Text section
——

As we absorb these tiny advancements into our lives, eventually not having them quickly feels archaic.

For decades remote controls have operated on infrared (IR) technology, which requires line of sight to work — you have to aim the remote at the receiver for the signal to reach it. RF remotes, however, which have hit the mainstream in the last few years, allow the user to tap a button and reach the receiver without even seeing it, because RF waves travel through solid objects.

The advantages of RF remotes — not requiring line of sight; gaming applications (with the addition of accelerometers and gyroscopes) where one can swing her arms and create a mirror image of action on a screen; and with Roku’s remote, a headphone jack for outwardly silent viewing — are ostensibly minor. Yet sometimes those little details are what make the biggest impacts. It’s not for nothing that Roku’s headphone option has been dubbed the “marriage saver.” And while no longer needing to move your foot or the bowl of chips to change a channel seems an embarrassingly modest improvement over IR to get excited about, as we absorb these tiny advancements into our lives, eventually not having them quickly feels archaic.

It’s not hard to imagine a point where actually lifting your hand to aim at the TV will almost be an affront to modernity, the same way it is when your airline app on your phone craps out and you need to actually print a boarding pass at a kiosk. In one sense, of course, this is just an example of First Worlders being inconvenienced over trivialities. But on a deeper level, it highlights a disruption of the often imperceptible seamlessness of our products with ourselves.

——

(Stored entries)
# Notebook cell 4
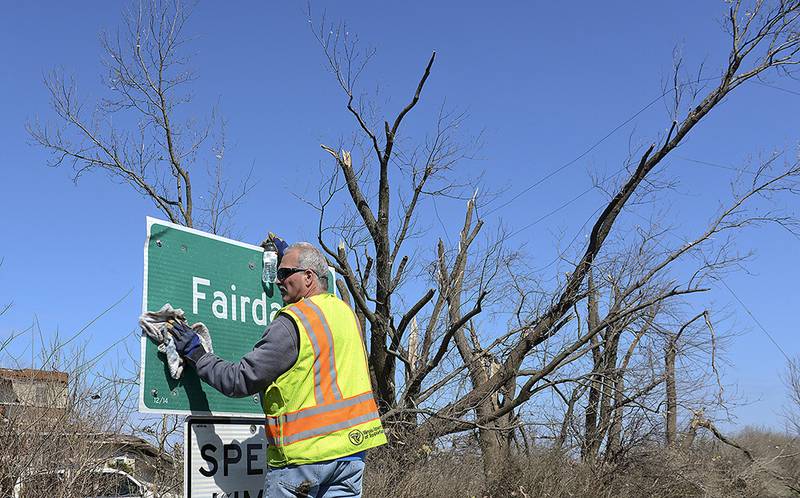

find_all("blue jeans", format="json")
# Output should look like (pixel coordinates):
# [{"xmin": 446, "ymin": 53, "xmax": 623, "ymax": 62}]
[{"xmin": 264, "ymin": 460, "xmax": 364, "ymax": 498}]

——

To do
1. Return the part of the passage on remote controls starting with "For decades remote" and going on through "through solid objects.", copied word for word.
2. In the passage on remote controls, what nickname has Roku's headphone option been given?
3. Write what comes next in the passage on remote controls, picking up after its last sentence.

Responses per task
1.
For decades remote controls have operated on infrared (IR) technology, which requires line of sight to work — you have to aim the remote at the receiver for the signal to reach it. RF remotes, however, which have hit the mainstream in the last few years, allow the user to tap a button and reach the receiver without even seeing it, because RF waves travel through solid objects.

2. The "marriage saver."

3.
You have to not see it to believe it

Perhaps the most pervasive yet rarely thought of effect of RF, and improved tech in general, is the aesthetic revolution of minimalism it has brought about. Think of someone’s home office 20 years ago, with its unruly tangle of wires to printers and fax machines, multiple phones, and clunky CPU towers. Compare it with the idealized spartan workspace of today, where nearly every device has shrunken in size, features a limited physical interface, and is, most notably, absent of wires.

This minimalism is more than cosmetic. Tech minimalism generally runs in tandem with functionality– usually the better a high tech device is, the more it can do in an ever smaller body. And the more functional our devices become, especially the portable or wearable ones, the more we are dependant on them. In turn, this utilitarian dependence takes on a psychological attachment leading to a projection of almost anthropomorphic importance. Our tools aren’t tools, they’re part of us.

Even without minimalism this relationship is apparent: It’s why a girlfriend of mine in college had a name for her beloved car. And why a carpenter surely feels a particular and peculiar bond to that one great hammer in his tool box (even if it could be replaced with an exact replica). Even our clothes are a technology in a philosophical sense, since they enhance our human capabilities. When you wear that old pair of jeans that fit perfectly, you’re likely no longer even aware that you are wearing them – this outside thing becomes one with yourself.

A vanishing line

Our new high-tech tools follow the same tradition, only with exponentially more profound effects. With a wearable electronic device that never leaves your body, or a handheld remote that effortlessly commands other objects into action, the seamlessness of tech and body integration is even more complete.

The more our tools advance, the more cyborg we will become.

Devices continue to shrink. Eventually, all applications will be embedded in one smartwatch, belt buckle, or molar filling, which we will control with voice commands and subtle gestures. Everything in our lives — the TV, thermostat, washer, toilet – will be linked on the Internet of Things, and easily controllable from this one little RF-enabled device. The divide between technology and body, almost needless to say, will simply vanish.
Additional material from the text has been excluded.